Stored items
────────────────────

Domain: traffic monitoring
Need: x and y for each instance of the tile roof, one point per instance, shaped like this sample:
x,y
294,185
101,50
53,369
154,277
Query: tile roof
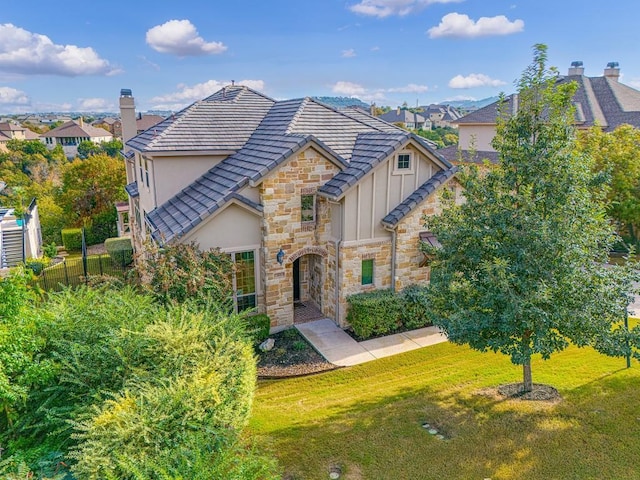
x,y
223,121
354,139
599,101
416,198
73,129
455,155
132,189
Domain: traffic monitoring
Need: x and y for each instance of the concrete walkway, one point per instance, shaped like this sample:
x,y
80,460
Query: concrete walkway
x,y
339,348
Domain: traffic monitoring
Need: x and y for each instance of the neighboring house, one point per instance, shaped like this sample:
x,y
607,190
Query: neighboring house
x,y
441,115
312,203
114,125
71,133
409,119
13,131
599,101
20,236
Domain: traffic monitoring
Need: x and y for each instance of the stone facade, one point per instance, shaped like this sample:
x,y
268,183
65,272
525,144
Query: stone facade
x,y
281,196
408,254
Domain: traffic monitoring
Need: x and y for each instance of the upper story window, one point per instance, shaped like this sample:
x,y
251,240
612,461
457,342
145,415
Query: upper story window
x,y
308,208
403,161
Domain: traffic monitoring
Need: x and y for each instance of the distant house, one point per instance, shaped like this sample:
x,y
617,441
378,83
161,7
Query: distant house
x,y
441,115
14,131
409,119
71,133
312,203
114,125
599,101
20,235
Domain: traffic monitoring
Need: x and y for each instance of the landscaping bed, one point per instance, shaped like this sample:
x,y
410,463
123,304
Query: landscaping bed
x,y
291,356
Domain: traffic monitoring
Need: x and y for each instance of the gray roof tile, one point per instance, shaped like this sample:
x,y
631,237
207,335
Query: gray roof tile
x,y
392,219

────────────────────

Written instruction:
Omit every picture, then reproduce the rest of the listing exactly.

Exercise result:
Domain: traffic monitoring
Need: x and y for each instance of the tile roof, one point per instance, shaped like this sample:
x,y
294,185
101,50
53,369
154,277
Query: tile roof
x,y
223,121
354,139
599,101
416,198
73,129
455,155
132,189
Domain: traffic monitoring
Need: x and y for each instance of the concrete walkway, one point per instance, shaped like this sample:
x,y
80,460
Query: concrete walkway
x,y
339,348
Domain: traffic monitoring
Need: x and y for each instance of the neighboring house, one point per instance, shaped like this sample:
x,y
607,190
Query: neighboring house
x,y
441,115
312,203
114,125
71,133
409,119
13,131
599,101
20,236
Domain: traffic monitoring
Need: x and y for each instance of the stone facade, one point per instance, shaped like this sample:
x,y
268,183
65,272
525,144
Query: stone facade
x,y
281,196
408,254
Domain: traffic monitoring
Need: x and y for each instance of the upper story window, one point per instance, shaped like this sample:
x,y
251,240
612,461
457,342
145,415
Query: upper story window
x,y
308,208
403,161
Domain: traffic monitoring
Need: x and y for each instance of the distant house, one point per instance, shaped like this sample:
x,y
617,441
378,83
161,7
Query: distant house
x,y
441,115
14,131
409,119
71,133
312,203
114,125
599,101
20,235
Domain: traffic monitoring
Need: x and y for each instance of the landscaping bed, one point per instance, shaped like this sample:
x,y
410,463
123,304
Query: landscaping bed
x,y
291,356
Domain: traffic monitoring
Need: x and y for each instance of the gray roof tile, one point per instance, shaped like this sample:
x,y
631,237
207,335
Query: gray roof tile
x,y
392,219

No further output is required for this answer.